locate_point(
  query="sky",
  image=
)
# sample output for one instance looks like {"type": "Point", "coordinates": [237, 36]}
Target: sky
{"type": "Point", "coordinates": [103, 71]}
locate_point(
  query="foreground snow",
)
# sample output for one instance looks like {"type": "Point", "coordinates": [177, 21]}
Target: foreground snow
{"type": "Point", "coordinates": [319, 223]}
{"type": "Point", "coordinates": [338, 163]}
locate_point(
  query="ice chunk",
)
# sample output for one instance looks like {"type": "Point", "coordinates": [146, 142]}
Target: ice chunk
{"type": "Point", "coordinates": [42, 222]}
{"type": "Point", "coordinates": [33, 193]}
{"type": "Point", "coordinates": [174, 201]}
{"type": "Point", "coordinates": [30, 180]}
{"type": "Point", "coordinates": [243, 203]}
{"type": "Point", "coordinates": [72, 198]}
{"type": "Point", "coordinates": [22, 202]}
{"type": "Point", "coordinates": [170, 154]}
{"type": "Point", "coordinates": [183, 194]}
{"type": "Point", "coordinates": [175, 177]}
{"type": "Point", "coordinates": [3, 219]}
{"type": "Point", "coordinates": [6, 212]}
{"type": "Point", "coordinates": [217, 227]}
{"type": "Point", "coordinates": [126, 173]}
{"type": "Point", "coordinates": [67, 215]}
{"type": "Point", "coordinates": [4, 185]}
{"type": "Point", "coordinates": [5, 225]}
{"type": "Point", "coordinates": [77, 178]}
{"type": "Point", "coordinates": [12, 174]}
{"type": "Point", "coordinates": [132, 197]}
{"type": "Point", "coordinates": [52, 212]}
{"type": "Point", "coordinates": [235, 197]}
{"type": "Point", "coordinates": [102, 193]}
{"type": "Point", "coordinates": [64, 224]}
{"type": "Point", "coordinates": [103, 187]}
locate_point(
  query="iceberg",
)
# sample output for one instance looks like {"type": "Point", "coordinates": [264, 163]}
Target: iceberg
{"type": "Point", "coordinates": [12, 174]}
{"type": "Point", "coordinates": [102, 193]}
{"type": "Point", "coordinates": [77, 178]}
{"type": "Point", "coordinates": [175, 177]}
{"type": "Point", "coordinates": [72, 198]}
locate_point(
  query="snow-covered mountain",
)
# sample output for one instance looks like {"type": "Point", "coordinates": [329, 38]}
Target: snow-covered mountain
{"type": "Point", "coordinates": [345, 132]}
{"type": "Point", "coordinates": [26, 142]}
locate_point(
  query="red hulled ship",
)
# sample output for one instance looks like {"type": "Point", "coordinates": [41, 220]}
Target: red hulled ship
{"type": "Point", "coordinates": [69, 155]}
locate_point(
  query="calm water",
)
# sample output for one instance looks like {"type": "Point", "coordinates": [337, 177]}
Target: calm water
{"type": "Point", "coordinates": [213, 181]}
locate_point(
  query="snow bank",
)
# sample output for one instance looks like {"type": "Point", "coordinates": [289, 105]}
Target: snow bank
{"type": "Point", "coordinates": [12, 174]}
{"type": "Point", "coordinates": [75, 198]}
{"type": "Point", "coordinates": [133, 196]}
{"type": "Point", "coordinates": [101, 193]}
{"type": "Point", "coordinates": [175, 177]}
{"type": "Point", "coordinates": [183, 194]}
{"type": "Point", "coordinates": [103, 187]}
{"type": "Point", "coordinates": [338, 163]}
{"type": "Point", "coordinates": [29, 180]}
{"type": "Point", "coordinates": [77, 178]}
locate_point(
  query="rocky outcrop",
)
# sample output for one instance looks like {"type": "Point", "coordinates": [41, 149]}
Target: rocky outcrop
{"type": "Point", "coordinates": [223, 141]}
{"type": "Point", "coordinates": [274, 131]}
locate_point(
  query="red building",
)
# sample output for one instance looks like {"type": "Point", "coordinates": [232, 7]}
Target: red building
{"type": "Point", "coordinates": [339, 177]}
----------
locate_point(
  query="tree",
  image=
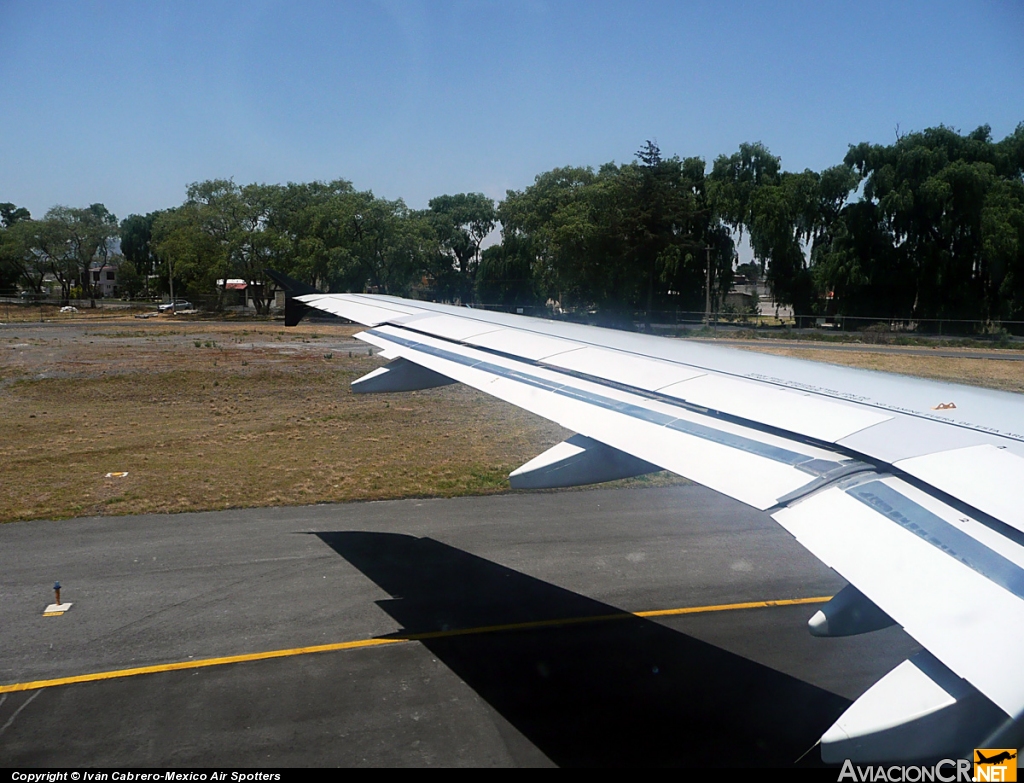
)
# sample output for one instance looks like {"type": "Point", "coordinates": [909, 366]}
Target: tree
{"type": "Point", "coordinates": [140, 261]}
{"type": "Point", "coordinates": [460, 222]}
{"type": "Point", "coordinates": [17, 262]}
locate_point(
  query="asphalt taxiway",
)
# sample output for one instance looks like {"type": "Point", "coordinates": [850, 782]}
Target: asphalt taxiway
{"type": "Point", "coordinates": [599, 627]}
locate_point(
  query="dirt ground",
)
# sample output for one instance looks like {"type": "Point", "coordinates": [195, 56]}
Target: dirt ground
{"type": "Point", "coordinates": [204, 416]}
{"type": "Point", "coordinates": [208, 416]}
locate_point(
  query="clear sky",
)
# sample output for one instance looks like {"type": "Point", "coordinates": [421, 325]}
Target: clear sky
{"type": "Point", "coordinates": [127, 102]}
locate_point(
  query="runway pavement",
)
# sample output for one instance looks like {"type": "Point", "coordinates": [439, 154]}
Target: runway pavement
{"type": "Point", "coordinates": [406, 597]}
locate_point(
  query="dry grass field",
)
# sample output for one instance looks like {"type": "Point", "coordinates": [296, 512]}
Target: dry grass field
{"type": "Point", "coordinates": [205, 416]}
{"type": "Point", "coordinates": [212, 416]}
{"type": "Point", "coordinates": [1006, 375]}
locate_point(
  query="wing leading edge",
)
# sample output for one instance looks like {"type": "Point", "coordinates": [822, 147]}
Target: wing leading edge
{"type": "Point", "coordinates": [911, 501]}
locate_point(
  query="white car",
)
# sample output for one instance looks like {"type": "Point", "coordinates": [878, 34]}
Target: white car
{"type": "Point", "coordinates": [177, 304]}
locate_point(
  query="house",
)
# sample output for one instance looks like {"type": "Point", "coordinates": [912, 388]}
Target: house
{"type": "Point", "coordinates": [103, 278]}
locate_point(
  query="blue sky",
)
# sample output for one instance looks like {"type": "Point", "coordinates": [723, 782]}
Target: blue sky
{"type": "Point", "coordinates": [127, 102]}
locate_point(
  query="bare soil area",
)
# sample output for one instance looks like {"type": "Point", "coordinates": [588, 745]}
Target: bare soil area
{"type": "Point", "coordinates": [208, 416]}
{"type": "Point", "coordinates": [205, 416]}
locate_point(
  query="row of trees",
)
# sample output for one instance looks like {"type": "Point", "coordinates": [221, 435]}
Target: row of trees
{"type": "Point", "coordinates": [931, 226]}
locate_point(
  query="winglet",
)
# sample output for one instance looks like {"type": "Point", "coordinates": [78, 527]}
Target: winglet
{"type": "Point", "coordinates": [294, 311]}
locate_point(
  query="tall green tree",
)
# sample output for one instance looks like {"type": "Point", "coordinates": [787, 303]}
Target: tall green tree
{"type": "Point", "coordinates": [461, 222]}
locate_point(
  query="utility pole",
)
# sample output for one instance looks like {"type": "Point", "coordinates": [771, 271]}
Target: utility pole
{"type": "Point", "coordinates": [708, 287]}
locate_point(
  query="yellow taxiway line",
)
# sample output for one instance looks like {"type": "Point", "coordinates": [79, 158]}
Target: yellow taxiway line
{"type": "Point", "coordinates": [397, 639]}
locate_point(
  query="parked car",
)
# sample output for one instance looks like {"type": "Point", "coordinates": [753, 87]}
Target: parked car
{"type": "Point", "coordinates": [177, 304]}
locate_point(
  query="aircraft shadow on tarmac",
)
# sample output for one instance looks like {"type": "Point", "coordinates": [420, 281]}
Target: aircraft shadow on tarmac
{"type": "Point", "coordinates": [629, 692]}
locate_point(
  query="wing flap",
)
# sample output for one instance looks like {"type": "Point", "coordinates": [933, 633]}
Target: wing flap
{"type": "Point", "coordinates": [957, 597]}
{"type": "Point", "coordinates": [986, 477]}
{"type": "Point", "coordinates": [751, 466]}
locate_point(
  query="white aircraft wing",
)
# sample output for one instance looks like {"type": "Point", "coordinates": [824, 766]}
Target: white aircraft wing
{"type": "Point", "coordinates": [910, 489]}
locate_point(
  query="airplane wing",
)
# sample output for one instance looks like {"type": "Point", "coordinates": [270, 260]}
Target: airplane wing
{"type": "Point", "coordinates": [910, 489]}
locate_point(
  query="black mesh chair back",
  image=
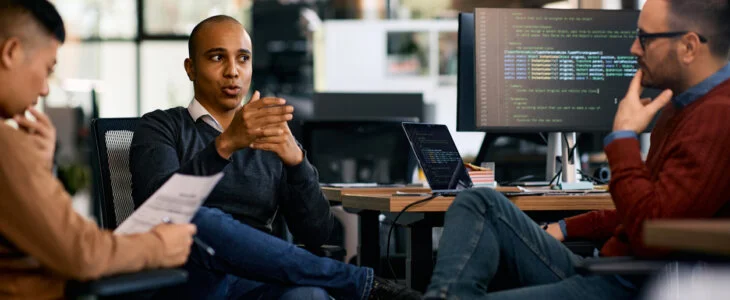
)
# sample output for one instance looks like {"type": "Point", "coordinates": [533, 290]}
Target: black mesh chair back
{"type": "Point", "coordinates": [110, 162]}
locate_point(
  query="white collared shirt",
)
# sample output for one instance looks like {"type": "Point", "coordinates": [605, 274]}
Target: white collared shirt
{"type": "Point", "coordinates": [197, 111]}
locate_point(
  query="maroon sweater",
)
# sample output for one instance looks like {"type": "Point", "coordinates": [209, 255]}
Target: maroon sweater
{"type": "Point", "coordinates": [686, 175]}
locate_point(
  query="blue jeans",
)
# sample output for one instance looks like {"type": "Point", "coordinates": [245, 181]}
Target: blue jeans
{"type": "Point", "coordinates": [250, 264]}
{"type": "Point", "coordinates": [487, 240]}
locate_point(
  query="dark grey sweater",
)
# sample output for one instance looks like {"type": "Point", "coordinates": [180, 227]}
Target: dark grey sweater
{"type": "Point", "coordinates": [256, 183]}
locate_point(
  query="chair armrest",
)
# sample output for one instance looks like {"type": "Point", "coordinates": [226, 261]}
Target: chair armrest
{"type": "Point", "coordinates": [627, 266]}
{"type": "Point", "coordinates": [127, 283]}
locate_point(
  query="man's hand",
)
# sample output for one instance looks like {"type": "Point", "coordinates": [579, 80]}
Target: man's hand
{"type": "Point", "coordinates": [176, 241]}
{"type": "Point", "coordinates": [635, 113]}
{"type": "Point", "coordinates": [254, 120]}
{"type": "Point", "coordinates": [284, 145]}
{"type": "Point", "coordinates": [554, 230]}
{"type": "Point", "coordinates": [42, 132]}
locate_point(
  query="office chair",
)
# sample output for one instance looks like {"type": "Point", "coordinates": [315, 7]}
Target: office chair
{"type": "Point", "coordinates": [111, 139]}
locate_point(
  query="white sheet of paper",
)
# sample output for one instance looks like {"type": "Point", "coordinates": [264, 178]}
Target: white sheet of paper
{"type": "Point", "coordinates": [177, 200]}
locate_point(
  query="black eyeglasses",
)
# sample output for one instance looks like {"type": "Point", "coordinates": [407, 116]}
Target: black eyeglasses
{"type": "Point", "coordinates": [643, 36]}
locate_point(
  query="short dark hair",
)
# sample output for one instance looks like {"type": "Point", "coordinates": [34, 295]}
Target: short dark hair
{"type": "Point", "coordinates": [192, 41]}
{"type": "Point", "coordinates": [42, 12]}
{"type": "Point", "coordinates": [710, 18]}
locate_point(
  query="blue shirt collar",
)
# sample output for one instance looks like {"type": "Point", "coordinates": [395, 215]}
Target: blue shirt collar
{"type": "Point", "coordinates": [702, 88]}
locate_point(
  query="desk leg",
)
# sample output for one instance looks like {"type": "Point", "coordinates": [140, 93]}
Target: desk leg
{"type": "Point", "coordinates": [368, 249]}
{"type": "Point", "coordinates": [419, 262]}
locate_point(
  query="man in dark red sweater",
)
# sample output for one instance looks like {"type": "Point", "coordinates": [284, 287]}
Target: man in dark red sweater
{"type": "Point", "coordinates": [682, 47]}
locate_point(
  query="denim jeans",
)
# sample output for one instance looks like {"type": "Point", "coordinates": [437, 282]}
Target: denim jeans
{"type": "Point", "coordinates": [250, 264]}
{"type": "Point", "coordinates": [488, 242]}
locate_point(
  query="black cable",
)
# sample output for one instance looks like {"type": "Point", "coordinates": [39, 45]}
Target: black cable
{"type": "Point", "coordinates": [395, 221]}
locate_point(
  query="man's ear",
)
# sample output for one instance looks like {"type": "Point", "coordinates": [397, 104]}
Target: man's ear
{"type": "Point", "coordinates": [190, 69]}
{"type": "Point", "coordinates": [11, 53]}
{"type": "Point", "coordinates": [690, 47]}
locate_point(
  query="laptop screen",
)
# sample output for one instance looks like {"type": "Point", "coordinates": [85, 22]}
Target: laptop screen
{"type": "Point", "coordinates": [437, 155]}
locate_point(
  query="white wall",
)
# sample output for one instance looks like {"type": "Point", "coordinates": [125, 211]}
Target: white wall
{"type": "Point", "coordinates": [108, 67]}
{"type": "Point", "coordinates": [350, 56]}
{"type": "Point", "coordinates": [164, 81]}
----------
Task details: Extract every line of the rows above that contains the word "ship", copying each line in full.

Answer for this exercise:
  query="red hulled ship",
Target: red hulled ship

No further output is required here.